What is required:
Print the following lines verbatim, leaving out the pictures.

**** Provided entries

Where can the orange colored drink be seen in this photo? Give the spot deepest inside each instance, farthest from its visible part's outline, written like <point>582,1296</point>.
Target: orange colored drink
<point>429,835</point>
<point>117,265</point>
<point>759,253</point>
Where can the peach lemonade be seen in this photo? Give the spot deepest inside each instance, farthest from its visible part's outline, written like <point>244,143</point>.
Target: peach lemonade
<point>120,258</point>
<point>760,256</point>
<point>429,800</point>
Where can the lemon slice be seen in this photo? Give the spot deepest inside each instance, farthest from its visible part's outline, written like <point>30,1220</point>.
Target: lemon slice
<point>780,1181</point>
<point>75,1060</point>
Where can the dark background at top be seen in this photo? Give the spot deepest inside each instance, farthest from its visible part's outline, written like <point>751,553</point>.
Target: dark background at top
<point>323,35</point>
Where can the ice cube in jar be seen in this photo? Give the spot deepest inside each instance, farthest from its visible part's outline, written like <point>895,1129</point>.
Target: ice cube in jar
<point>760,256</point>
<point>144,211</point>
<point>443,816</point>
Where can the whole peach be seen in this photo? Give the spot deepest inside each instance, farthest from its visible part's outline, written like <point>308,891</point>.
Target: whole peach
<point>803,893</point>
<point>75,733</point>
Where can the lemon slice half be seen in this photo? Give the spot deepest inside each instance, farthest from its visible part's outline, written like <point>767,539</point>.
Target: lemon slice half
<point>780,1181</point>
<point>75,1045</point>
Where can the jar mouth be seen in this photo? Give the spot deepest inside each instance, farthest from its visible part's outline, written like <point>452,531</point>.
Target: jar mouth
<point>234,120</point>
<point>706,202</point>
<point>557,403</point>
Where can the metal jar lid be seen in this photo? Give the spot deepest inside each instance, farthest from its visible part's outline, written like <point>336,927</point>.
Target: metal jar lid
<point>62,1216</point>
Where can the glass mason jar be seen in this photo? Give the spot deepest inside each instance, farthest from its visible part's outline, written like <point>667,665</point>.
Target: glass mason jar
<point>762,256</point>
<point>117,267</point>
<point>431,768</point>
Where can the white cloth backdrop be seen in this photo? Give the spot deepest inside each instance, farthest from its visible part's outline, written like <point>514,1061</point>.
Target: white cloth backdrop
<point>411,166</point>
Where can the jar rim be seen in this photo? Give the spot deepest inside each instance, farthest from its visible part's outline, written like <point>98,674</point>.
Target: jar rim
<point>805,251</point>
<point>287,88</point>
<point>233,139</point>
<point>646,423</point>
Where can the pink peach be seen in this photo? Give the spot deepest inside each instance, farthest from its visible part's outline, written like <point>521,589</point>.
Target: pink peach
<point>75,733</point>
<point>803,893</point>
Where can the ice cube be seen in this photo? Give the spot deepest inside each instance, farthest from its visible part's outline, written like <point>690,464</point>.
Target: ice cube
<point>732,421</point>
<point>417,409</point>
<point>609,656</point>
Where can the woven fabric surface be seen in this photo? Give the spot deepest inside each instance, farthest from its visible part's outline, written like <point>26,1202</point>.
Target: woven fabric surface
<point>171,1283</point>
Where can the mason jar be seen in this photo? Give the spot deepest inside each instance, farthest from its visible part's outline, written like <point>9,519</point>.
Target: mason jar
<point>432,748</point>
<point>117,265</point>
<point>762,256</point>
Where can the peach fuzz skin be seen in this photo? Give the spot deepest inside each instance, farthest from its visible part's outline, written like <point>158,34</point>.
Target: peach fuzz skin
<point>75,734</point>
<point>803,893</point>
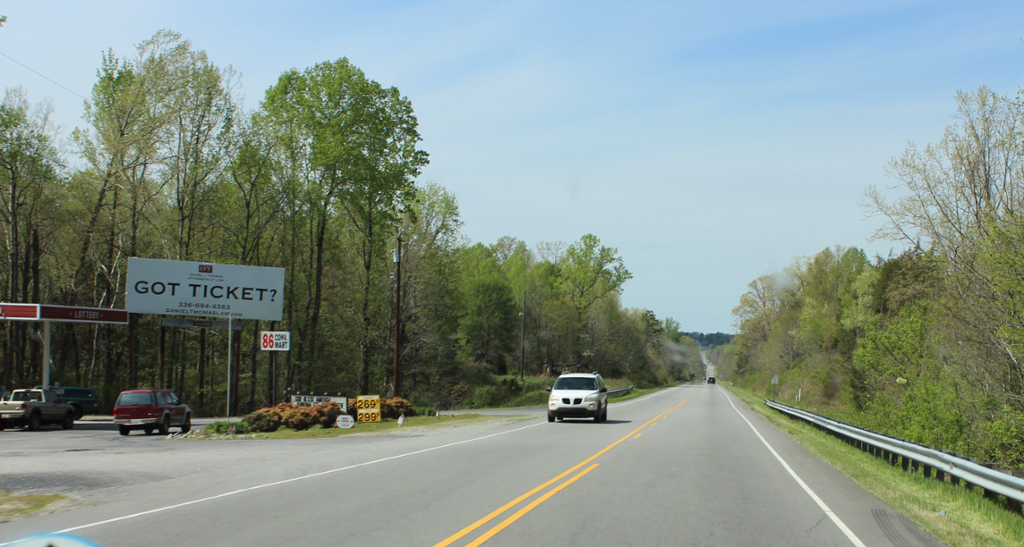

********

Correct response:
Where can the orange colored drink be seen in this photo? Give the spot deepest inside each instance, farthest from its visible part's outline, written like <point>582,1296</point>.
Target: orange colored drink
<point>429,835</point>
<point>117,265</point>
<point>759,253</point>
Where can the peach lemonade be seen in this photo? Give the spot deepest inside each instance, farthest from its visible part's outline, written like <point>244,143</point>.
Target: peach lemonade
<point>120,258</point>
<point>760,256</point>
<point>429,800</point>
Where can the lemon slice be seen in this photo? Give the spot deepest inside each instance, farthest from its visible part's outline, written like <point>30,1220</point>.
Target: lemon slice
<point>780,1181</point>
<point>75,1060</point>
Where can the dark background at top be seen in this photo? Give the spot deepest inside each instance, farthest from its visible part's outline, written like <point>751,553</point>.
Target: dark background at top
<point>323,35</point>
Where can the ice cube in jar be seen in this photo? Give the spot deepest inside each instance, farthest from its visible part's outline, written like <point>895,1129</point>.
Target: ice cube in jar
<point>760,256</point>
<point>144,211</point>
<point>443,816</point>
Where can the whole peach be seen in this photo? Give the spot deepest inside each instance, farthest from its visible part's outline, written like <point>308,891</point>.
Target: whole peach
<point>803,893</point>
<point>75,733</point>
Where can the lemon slice half be seen in this photo? Give the spot deepest inside each instance, farthest from its visible part's outline, written like <point>767,539</point>.
Target: lemon slice half
<point>780,1181</point>
<point>75,1045</point>
Where can the jar mouth be seen in this photo? Give the spot deepest inside each instance, farthest from its visible part's outline, written like <point>452,531</point>.
Target: jar mouth
<point>234,120</point>
<point>706,202</point>
<point>557,403</point>
Where can the metal jar lid be seen in this photo? Give the spot deepest inside each instance, farthest from its visible part's outline, written like <point>336,927</point>.
Target: metal jar lid
<point>62,1216</point>
Where can the glass mason jar be seen in this photo? Give the spot deepest inside each instance, farthest from its visible part's outline, written like <point>667,665</point>.
Target: glass mason jar
<point>762,256</point>
<point>117,267</point>
<point>431,768</point>
Where can the white cloth backdrop be seen in this photo? Give the spot deepest inside each instance, farthest from its visible part's outline, written like <point>514,1061</point>.
Target: white cloth backdrop
<point>411,166</point>
Where can the jar rim be seen in this photo? Give the spot deepest inside each instance, farthest from its visible part's outline, written like <point>98,674</point>.
Target: jar rim
<point>805,251</point>
<point>287,88</point>
<point>233,139</point>
<point>646,423</point>
Where can the pink peach be seen in this photo? Give the spot deepest inside each instance, farthest from its visible part's outline, written like <point>521,589</point>.
Target: pink peach
<point>75,733</point>
<point>803,893</point>
Where can the ice cube be seen in this photo? Give the spot deepest inside each instance, farthest from its visible part's outline, written like <point>690,464</point>.
Target: ice cube
<point>732,421</point>
<point>417,409</point>
<point>609,656</point>
Where can the woven fabric surface be seen in this photo? Give the spot deepest inside each instance, farthest from its visible part's outline, written like <point>26,1202</point>.
Target: woven fabric surface
<point>171,1283</point>
Where can the mason jar be seen in this photo? Give the spot deepest inside each instance, farthest from its visible part's outline, written like <point>9,519</point>.
Target: mason jar
<point>432,748</point>
<point>117,265</point>
<point>762,256</point>
Where can the peach fuzz skin be seen in this photo? Give the spot deepest inside each instance, farthest from its visible part's outline, written like <point>158,34</point>.
Target: peach fuzz skin
<point>75,734</point>
<point>803,893</point>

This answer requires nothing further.